## Work instructions:
Go through the records below and set each one down exactly, leaving out any pictures.
─── Data records ───
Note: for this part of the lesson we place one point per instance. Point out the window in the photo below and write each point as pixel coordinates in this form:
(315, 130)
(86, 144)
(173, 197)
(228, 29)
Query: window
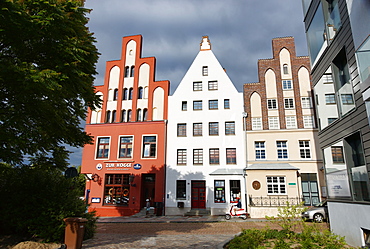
(103, 147)
(337, 154)
(197, 86)
(304, 149)
(231, 156)
(213, 104)
(274, 123)
(287, 85)
(115, 94)
(256, 123)
(117, 189)
(212, 85)
(291, 122)
(285, 69)
(282, 150)
(276, 185)
(226, 103)
(271, 104)
(125, 147)
(184, 106)
(181, 156)
(197, 105)
(260, 150)
(213, 128)
(220, 191)
(308, 122)
(289, 103)
(181, 189)
(235, 193)
(197, 129)
(330, 98)
(198, 156)
(347, 99)
(149, 146)
(181, 130)
(230, 128)
(214, 156)
(306, 102)
(205, 71)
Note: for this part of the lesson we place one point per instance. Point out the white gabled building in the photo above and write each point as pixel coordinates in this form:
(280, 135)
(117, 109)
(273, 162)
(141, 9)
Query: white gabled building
(205, 143)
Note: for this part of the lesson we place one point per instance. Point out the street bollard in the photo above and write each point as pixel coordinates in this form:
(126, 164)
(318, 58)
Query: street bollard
(74, 232)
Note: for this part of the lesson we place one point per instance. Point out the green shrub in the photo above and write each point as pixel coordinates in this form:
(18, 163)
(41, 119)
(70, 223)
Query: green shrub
(35, 202)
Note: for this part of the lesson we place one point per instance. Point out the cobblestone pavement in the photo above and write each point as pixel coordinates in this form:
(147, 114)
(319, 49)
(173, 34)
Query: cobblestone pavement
(168, 232)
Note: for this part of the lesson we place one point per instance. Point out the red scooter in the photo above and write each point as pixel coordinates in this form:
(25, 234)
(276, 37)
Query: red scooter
(236, 212)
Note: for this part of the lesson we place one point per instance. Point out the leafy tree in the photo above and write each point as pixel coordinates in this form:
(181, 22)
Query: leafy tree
(47, 63)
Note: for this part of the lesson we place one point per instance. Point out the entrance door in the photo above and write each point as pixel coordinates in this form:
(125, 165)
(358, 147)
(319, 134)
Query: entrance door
(198, 194)
(148, 189)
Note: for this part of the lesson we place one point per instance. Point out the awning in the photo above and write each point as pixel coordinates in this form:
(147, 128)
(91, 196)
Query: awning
(271, 166)
(227, 171)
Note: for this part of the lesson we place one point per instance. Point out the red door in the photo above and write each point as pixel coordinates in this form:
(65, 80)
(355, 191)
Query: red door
(198, 194)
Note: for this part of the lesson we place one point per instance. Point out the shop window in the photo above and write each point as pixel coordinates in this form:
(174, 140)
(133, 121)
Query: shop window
(212, 85)
(197, 86)
(149, 146)
(235, 194)
(181, 156)
(274, 123)
(103, 147)
(304, 149)
(125, 147)
(184, 106)
(276, 185)
(205, 71)
(198, 156)
(220, 191)
(181, 189)
(213, 104)
(282, 149)
(226, 103)
(213, 128)
(117, 189)
(197, 105)
(214, 156)
(231, 156)
(230, 128)
(271, 104)
(260, 150)
(181, 130)
(197, 129)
───
## Output for this task:
Note: for this part of the lesson we place one point per instance. Point out the window in the photo below and write each point as pixel coordinates in this form:
(315, 130)
(86, 144)
(173, 197)
(228, 29)
Query: window
(103, 147)
(337, 154)
(197, 86)
(304, 149)
(231, 156)
(213, 104)
(274, 123)
(287, 85)
(115, 94)
(256, 123)
(117, 189)
(212, 85)
(291, 122)
(285, 69)
(282, 150)
(276, 185)
(226, 103)
(271, 104)
(125, 147)
(184, 106)
(181, 156)
(197, 105)
(260, 150)
(213, 128)
(220, 191)
(308, 122)
(289, 103)
(181, 189)
(235, 193)
(197, 129)
(330, 98)
(198, 156)
(347, 99)
(149, 146)
(181, 130)
(230, 128)
(214, 156)
(306, 102)
(205, 71)
Note: for this part of the lesson we place one point per instance. Point out the white gabled building in the photo above and write each point as pixel coordinates in this form:
(280, 135)
(117, 109)
(273, 162)
(141, 9)
Query: white gabled building
(205, 143)
Note: for this part of the lesson we place one point per instance. Point out the street bollard in the photo above and write each point as pixel coordinates in this form:
(126, 164)
(318, 58)
Query: street bollard
(74, 232)
Note: for this part of the lesson we place one point per instance. Point out the green shrub in the photo above and write each point as pixel coordinates in this form:
(18, 163)
(41, 119)
(70, 223)
Query: green shrub
(35, 202)
Note: for this part of the lesson we place one point per instance. Point out the cobblestone pavement in the photo above and write each point as pixel coordinates in this form:
(147, 114)
(319, 49)
(173, 34)
Query: cobblestone pavement
(168, 232)
Note: for this part of the lesson we place one point per instance. Point out the red scooter in the photo above and write each point as pixel coordinates in this form:
(25, 234)
(276, 37)
Query: red scooter
(236, 212)
Note: for this part of the lesson we place one point per instance. Point out the leafy tree in the photo above and write each point as pixel coordinates in this form:
(181, 22)
Query: leafy tree
(47, 63)
Note: for this part of the lesson we place one point per instance. Point out the entrance door in the photo above and write each point as pixel coordinates in this form:
(125, 165)
(358, 147)
(319, 134)
Query: entrance door
(198, 194)
(148, 189)
Note: for this part of the lesson we place one point per instance. Point out the awning in the photo above and write each point as pixel coordinates in this form:
(147, 128)
(91, 196)
Query: awning
(271, 166)
(227, 171)
Note: for this part of the lesson we place one point per instance. Point out the red door in the photo above and write each point as pixel coordinates in this form:
(65, 80)
(355, 191)
Query: red door
(198, 194)
Note: for this part of the lesson we place one point per instance. Point out the shop window in the photo above and write each point as pixel coordinates in this form:
(174, 140)
(133, 121)
Query: shop window
(212, 85)
(197, 86)
(149, 146)
(235, 194)
(181, 156)
(274, 123)
(103, 147)
(304, 149)
(125, 147)
(184, 106)
(276, 185)
(205, 71)
(198, 156)
(220, 191)
(181, 189)
(213, 104)
(282, 149)
(226, 103)
(213, 128)
(117, 189)
(197, 105)
(214, 156)
(231, 156)
(230, 128)
(271, 104)
(260, 150)
(181, 130)
(197, 129)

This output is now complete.